## WHAT THE EXERCISE ASKS
Extract all of the entries and set them down verbatim.

Rows from a pointing dataset:
● ● ●

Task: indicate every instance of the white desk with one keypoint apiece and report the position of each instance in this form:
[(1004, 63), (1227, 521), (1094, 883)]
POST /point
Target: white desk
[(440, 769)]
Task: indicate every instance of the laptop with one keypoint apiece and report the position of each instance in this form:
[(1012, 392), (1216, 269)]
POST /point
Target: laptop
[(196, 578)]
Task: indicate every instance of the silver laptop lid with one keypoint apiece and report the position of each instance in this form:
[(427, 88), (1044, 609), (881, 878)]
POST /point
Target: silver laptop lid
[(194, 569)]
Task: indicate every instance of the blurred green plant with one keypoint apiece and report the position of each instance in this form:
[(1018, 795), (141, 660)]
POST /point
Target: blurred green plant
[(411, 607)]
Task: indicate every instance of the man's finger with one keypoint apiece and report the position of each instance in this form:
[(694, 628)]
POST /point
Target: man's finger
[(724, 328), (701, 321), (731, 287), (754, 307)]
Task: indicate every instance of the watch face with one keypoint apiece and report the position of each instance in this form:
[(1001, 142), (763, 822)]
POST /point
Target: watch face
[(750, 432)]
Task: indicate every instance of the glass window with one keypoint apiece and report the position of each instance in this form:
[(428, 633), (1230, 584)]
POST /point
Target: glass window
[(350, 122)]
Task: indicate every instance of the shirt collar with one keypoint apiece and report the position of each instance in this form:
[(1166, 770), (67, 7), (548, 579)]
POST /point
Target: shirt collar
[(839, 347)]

● ● ●

## COMPLETED EXERCISE
Task: indicate every instance of the white desk with one keypoint apiece and report the position of each instance in this form:
[(1004, 63), (1227, 521), (1094, 883)]
POST /point
Target: white desk
[(440, 769)]
Task: indicate every instance of the laptop with one keypoint apiece and report the position of each instance in this form:
[(1012, 392), (1216, 269)]
POST /point
Target: laptop
[(196, 578)]
Task: indicate every instance of the silver laptop lid with one keypoint apiece and report the position of each instance in this form:
[(427, 88), (1044, 609), (881, 878)]
POST /point
Target: silver laptop lid
[(194, 569)]
Task: indicate every instance of the blurred green plant with one keypoint apiece and report the position of each instance in this form:
[(1018, 795), (141, 660)]
POST /point
Target: blurred green plant
[(411, 607)]
Task: indicate every instance of the man's finger with one keypoint apiece and report the position of each instance in this form:
[(694, 628)]
POST /point
Target: man's finger
[(724, 328), (701, 321), (731, 287), (754, 307)]
Task: indicate every instance of the watch face with one keypoint apiece and report the position of each instance in this form:
[(1001, 142), (763, 822)]
POST /point
Target: watch face
[(750, 432)]
Task: indicate every instance of the glass window with one keypoint apiece and report the position of each instance in this form:
[(428, 633), (1230, 584)]
POST /point
Target: glass window
[(350, 122)]
Task: indicate every instance of the shirt collar with one keypoint apiece and report the position of each instance in this form:
[(1166, 770), (67, 7), (548, 579)]
POST /point
Target: shirt collar
[(839, 347)]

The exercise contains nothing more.